▸ **TEXT EXCERPT**:

◇ ◇ ◇ ◇

Microbiology and Immunology
Member, Marlene and Stewart Greenebaum Comprehensive Cancer Center
Education and Training
Nevil Singh is a graduate of the Tata Institute of Fundamental Research (TIFR, Bombay, India) where his thesis work focused on vaccine-antigens against the malarial parasite, Plasmodium falciparum. He then joined Ron Schwartz’s group at the NIAID, NIH for a post-doctoral fellowship, examining T cell tolerance to self-proteins. Subsequently, as a Research Scientist at the NIAID, he studied the mechanisms controlling the responsiveness and frequency of helper T cells. He joined the faculty of UMDSOM in 2013.

◇ ◇ ◇ ◇

(Point-per-instance localization records)
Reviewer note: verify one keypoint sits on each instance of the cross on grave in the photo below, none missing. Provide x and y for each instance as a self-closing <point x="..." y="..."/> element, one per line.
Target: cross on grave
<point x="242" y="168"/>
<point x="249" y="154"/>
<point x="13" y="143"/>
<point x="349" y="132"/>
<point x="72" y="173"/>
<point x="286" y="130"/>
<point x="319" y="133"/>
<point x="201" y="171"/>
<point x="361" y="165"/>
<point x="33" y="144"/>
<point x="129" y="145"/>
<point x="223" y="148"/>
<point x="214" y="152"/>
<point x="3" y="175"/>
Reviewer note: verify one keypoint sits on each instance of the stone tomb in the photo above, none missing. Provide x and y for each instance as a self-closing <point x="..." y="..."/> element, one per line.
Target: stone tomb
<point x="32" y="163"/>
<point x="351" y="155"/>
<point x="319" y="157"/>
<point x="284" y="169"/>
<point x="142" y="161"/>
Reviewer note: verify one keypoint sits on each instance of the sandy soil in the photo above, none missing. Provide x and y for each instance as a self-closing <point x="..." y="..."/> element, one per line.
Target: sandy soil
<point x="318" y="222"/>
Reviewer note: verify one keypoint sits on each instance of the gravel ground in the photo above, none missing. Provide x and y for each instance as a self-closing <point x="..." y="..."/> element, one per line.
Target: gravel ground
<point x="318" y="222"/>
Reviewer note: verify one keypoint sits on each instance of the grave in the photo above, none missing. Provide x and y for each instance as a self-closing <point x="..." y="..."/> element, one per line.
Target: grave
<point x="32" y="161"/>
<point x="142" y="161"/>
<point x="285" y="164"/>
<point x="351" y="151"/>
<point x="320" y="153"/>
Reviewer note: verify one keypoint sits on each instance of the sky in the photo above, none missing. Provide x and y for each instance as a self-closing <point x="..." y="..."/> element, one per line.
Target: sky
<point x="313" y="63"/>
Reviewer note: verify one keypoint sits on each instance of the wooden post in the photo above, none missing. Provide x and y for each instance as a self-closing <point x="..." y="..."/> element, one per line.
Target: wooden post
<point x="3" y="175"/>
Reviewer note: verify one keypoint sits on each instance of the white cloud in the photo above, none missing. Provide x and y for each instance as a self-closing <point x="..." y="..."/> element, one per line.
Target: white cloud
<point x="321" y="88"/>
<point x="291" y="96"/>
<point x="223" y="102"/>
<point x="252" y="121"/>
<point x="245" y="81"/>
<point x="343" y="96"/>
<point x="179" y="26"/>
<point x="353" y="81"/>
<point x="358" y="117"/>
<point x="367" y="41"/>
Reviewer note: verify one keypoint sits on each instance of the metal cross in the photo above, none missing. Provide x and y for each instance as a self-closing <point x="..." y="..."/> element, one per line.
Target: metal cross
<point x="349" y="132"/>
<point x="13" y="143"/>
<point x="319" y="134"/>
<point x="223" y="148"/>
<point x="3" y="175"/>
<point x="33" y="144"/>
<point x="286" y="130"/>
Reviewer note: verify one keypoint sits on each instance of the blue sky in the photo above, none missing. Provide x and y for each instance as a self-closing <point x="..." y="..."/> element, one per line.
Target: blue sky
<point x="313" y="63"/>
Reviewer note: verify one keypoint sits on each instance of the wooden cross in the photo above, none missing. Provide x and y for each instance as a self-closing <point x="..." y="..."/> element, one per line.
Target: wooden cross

◇ ◇ ◇ ◇

▸ **DESCRIPTION OF THE TASK**: According to the faculty profile above the records, whose group did Nevil Singh join for his post-doctoral fellowship, and at which institute?

▸ **EXPECTED ANSWER**: Ron Schwartz's group at the NIAID, NIH.